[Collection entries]
◇ ◇ ◇

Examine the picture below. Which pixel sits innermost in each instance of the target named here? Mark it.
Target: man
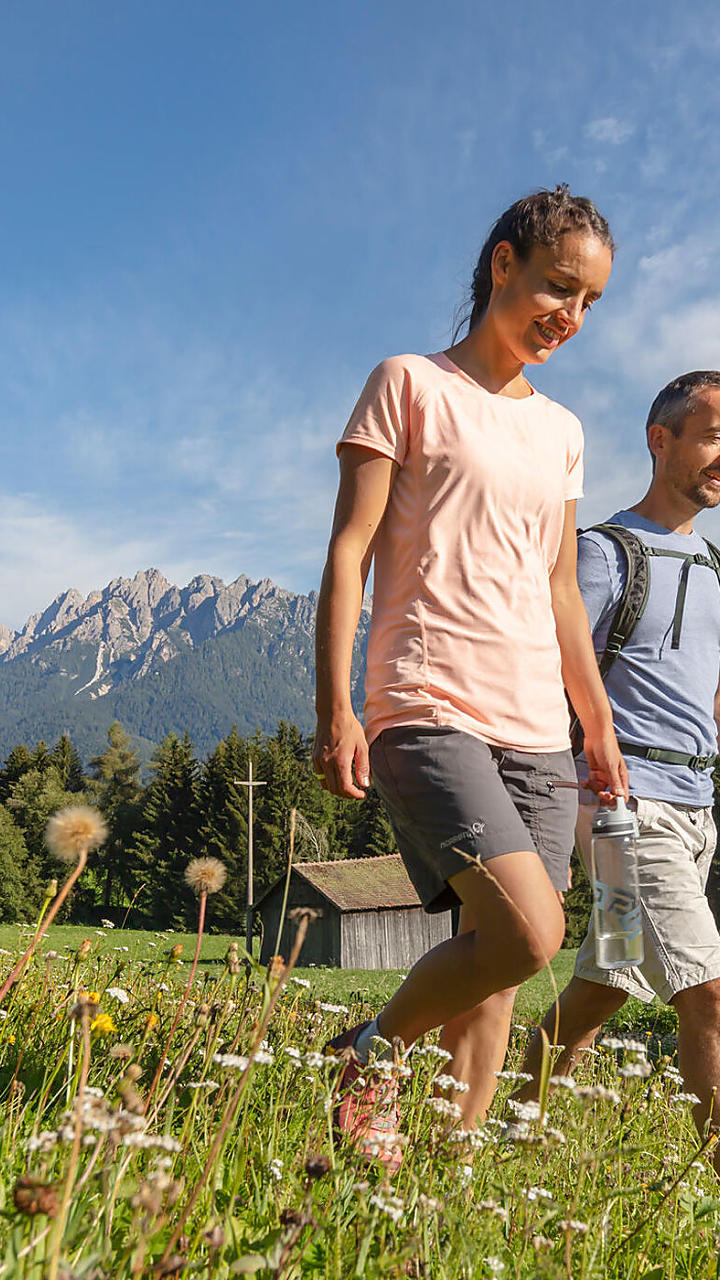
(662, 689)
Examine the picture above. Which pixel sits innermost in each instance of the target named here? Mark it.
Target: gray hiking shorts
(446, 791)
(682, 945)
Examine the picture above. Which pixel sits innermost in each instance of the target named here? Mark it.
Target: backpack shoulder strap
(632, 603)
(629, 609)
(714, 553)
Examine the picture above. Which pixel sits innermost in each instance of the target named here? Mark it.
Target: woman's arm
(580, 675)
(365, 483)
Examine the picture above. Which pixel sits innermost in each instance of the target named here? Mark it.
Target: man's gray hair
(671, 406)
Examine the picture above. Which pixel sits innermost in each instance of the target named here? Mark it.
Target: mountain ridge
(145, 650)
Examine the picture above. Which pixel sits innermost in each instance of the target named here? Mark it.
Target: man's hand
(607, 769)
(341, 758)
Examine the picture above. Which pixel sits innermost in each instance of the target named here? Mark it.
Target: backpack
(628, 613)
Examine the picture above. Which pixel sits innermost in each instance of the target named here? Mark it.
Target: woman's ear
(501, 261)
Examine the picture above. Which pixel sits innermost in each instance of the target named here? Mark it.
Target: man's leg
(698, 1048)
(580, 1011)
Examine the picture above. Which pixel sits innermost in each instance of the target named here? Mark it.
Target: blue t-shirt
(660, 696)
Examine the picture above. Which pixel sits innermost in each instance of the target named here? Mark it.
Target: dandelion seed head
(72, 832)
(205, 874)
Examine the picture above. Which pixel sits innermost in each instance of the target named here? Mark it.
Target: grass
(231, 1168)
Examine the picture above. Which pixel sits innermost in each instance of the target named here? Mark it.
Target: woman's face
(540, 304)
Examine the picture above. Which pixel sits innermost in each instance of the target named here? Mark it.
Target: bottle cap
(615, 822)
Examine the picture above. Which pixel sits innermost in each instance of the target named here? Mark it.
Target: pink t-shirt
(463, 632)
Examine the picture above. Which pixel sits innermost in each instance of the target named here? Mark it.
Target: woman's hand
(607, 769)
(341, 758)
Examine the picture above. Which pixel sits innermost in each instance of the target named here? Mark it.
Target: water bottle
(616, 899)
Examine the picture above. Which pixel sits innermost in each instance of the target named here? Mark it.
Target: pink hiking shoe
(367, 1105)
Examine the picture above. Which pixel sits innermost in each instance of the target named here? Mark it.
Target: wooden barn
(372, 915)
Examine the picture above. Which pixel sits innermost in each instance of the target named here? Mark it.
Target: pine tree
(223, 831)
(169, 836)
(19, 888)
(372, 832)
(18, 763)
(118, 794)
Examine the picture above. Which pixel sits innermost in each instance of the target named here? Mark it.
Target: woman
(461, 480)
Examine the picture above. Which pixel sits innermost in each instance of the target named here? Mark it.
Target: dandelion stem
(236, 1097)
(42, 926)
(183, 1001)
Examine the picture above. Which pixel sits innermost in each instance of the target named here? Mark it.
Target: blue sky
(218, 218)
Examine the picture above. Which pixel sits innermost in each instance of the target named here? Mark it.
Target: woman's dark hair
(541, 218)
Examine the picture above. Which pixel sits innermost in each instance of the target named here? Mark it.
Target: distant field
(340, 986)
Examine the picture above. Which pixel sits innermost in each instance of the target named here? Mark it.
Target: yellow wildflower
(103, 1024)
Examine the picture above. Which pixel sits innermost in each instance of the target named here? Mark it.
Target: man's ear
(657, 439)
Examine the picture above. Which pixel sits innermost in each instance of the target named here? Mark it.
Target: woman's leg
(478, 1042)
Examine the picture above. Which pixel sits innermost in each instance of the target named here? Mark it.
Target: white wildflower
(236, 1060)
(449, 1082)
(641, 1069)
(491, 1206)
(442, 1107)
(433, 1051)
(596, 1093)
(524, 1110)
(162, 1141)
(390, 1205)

◇ ◇ ◇

Every record must be copied exactly, with the pictures left out.

> **Task result**:
Examine the picture below. Which pixel sits innermost in each instance of the target named here? Mark it.
Target: man
(662, 689)
Examine the picture above. Which pixel sits innermost in each instance of the target named here? Mark it.
Target: gray hiking shorts
(446, 791)
(682, 945)
Examine the picture above. Which pixel sits innermost in each instance of the target named here? Mark it.
Target: backpack shoulder strap
(632, 603)
(629, 609)
(714, 553)
Examine the picture above. Which pixel sits innermost in each instance of the target named here? Mark it.
Target: woman's arm
(580, 675)
(365, 483)
Examine the picture above. Which pixel sits innermost in each instance of the target named here? Mark it.
Target: man's gray hair
(671, 406)
Examine the picture above. Which pixel sits innermost in each instance of the target named here? Mark it.
Target: mountain ridge
(145, 650)
Examine the picture above. Which pixel sits innermost in each instance of the target named here? Mark it.
Target: man's hand
(607, 769)
(341, 758)
Examine the picture above. Which pixel sits innermost in each instance of the target named here? Mark it.
Target: backpack
(628, 613)
Examine the picture above. Which pixel sits innermost in each instance of the target named here? Mark it.
Target: woman's ear
(501, 261)
Examine the picture above. Which pixel sits innermost in each instance of the target named here? Mark it.
Target: man's leg
(698, 1048)
(580, 1011)
Examine the picture above. Which pixel sits innermost in each instance of the target named here? Mark it.
Target: blue t-shirt
(660, 696)
Examine the picture above. Which pixel sits innermost in each instance of the target named here? Mark it.
Target: dandelion seed head
(72, 832)
(205, 874)
Examine the picture above. Which pixel sits innermost in each instance of the target named here? Mark it.
Target: grass
(231, 1168)
Examine the picture above. Which pixel sits innermost in each instance of the target named here? Mark it.
Target: woman's face
(540, 304)
Examine the picture above. Which pixel sits innermost in each instance of the target named here? Mark it.
Target: bottle cap
(615, 822)
Examine the picture above. Which pixel sits innermost in each instance of the target named here? Mark it.
Target: pink t-shirt
(463, 632)
Examine the picture above. Which pixel sits innermost in each instance of the target named here? Mark it.
Target: woman's hand
(607, 769)
(341, 758)
Examine the picture above. Which pixel sits innermost in each instance of the target named here? Mark it.
Target: water bottle
(616, 899)
Examine the picture above. Which pixel sits innermost in each instance of the target named here? Mark it.
Target: pink hiking shoe
(367, 1105)
Examine the picture above. Which pixel sits innermost in each instance of the target named here? Mark it.
Target: wooden barn
(372, 915)
Examine the picture above. Which pixel sits innermost in each instance of the target named here? Mark it.
Target: pine tree
(223, 831)
(169, 836)
(19, 888)
(372, 832)
(18, 763)
(118, 794)
Examine the picture above. Which pixel sits innermost in each instance of the target named here? Mark it.
Target: woman
(461, 480)
Examine the picture above. Which pixel sits innermost in each instance of the target named here? Mark it.
Target: dandelion stem
(236, 1097)
(42, 926)
(183, 1001)
Examine the picture above. Which pixel sits innermost in each instance of the target named here? Mark it.
Target: blue sky
(218, 218)
Examine the picture above. Which pixel sits innermost in each instance of the target named here? Mark it.
Target: woman's dark hair
(541, 218)
Examine the picture above. Which pixel sits innermost in each instance of the target named here? Mark it.
Target: distant field
(340, 986)
Examine the picture above. Which pixel sits innermost in each instance of the target named here? Mark it.
Target: yellow wildflower
(103, 1024)
Examine the picture above. Which pixel sits innermost in each instance of the target named here? Mark it.
Target: man's ear
(657, 439)
Examine the picture above. Which pixel sits innermost in each instance of the target named here? Mark it.
Target: woman's leg
(478, 1042)
Examine the picture above. Which pixel sits innermost in each instance of the target named here? Mark it.
Target: white wildflower
(236, 1060)
(449, 1082)
(641, 1069)
(491, 1206)
(442, 1107)
(433, 1051)
(596, 1093)
(524, 1110)
(162, 1141)
(390, 1205)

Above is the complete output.